----- RECORDS PROVIDED -----

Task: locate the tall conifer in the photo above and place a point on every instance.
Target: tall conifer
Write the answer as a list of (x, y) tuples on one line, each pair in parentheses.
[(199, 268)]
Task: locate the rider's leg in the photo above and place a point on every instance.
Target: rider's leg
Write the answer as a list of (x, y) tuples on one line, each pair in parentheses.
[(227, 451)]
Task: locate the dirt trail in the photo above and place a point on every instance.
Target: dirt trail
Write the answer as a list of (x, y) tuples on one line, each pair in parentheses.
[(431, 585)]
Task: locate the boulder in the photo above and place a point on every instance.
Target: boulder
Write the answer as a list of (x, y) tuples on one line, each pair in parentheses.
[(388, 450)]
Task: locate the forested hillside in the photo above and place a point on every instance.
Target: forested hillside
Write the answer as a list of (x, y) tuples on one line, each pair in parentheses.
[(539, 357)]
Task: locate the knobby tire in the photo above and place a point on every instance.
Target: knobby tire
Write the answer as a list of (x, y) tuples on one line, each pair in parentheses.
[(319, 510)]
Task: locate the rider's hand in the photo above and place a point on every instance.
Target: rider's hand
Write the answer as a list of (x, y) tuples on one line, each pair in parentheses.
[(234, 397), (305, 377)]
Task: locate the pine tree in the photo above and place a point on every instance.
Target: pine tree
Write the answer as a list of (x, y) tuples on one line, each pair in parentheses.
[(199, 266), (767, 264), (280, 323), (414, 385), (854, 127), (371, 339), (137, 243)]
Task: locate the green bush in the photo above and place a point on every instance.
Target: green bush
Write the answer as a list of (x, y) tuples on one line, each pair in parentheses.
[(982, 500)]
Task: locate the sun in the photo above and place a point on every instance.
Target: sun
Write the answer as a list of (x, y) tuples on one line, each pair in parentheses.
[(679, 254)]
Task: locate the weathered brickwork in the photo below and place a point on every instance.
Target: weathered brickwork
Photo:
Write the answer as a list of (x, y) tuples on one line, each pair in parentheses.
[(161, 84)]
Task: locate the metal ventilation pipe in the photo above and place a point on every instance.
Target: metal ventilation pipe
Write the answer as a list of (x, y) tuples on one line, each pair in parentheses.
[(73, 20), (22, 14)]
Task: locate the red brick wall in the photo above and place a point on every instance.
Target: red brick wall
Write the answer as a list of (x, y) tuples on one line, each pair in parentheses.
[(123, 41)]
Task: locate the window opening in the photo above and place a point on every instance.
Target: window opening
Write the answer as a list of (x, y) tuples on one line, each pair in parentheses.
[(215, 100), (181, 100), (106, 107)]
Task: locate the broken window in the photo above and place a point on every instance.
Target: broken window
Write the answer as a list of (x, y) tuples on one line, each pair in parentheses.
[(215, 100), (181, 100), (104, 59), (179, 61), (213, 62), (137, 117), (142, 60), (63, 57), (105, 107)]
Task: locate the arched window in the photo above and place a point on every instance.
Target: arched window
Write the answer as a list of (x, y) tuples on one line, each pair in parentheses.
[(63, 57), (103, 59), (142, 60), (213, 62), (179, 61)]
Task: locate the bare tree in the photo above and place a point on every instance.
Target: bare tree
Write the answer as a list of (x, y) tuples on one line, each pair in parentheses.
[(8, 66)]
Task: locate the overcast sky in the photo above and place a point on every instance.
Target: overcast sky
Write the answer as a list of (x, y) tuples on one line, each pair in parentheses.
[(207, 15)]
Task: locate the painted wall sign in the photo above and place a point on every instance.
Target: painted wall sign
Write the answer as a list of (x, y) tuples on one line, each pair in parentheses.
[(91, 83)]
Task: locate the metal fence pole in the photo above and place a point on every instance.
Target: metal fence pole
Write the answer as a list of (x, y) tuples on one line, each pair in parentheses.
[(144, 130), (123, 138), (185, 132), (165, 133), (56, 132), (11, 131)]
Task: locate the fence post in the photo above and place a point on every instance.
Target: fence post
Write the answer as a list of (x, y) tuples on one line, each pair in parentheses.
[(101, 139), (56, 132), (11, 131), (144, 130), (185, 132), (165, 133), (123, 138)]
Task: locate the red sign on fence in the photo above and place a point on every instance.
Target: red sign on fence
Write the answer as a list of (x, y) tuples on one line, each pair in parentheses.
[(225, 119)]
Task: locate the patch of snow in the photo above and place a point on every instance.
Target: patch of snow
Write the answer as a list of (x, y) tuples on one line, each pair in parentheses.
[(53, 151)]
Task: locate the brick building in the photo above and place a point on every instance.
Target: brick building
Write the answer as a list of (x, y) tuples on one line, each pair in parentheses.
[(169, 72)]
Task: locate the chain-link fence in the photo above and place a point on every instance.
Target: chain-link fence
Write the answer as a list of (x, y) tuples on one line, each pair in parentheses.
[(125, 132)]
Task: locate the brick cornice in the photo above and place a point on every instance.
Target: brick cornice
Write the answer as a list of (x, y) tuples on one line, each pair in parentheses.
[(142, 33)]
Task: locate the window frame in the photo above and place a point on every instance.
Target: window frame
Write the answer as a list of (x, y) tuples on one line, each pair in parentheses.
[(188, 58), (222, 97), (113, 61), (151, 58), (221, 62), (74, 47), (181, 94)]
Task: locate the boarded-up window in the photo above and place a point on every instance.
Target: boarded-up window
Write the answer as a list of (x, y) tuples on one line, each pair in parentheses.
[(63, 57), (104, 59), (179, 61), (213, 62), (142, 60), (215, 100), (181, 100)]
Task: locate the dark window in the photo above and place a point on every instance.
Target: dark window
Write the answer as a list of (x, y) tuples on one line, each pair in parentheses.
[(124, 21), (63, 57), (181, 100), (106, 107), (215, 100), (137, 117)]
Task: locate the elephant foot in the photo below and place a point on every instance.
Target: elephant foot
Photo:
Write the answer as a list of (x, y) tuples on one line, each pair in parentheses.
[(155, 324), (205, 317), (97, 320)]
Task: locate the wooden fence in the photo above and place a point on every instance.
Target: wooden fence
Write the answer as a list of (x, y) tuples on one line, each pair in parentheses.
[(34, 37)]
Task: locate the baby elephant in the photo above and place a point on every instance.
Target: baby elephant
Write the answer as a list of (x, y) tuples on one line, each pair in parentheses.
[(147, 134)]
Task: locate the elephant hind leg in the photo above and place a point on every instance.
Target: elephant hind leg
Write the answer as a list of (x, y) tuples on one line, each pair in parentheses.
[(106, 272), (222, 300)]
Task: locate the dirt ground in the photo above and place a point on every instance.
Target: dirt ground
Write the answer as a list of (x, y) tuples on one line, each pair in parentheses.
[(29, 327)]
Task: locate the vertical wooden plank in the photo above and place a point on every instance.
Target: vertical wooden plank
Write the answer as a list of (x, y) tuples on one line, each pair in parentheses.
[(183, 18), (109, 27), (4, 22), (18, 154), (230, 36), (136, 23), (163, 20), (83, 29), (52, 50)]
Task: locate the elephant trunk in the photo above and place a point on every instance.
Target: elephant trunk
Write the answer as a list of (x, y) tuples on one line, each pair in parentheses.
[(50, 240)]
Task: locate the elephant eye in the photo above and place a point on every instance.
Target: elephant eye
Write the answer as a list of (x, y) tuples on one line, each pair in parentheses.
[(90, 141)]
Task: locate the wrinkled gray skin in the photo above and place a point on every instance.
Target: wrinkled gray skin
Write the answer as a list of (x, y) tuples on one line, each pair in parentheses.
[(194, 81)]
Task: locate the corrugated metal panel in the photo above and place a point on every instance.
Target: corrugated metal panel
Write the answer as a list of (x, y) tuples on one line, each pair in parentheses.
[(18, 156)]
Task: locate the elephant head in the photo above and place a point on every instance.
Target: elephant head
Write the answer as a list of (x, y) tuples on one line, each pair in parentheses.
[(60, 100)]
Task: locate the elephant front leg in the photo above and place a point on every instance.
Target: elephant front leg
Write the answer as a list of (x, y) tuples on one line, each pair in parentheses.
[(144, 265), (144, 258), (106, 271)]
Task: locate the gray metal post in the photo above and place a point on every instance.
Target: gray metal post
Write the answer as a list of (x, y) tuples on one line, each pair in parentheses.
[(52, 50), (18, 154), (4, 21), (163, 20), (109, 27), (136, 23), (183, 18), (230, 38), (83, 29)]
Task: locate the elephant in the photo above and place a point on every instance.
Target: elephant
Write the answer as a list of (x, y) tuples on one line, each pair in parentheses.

-----

WHAT IS REQUIRED: To answer, copy each line from the material above that has the word "tire".

ANSWER TO THIS EXERCISE:
Task: locate the knobby tire in the photo above and place a point on every instance.
Target: knobby tire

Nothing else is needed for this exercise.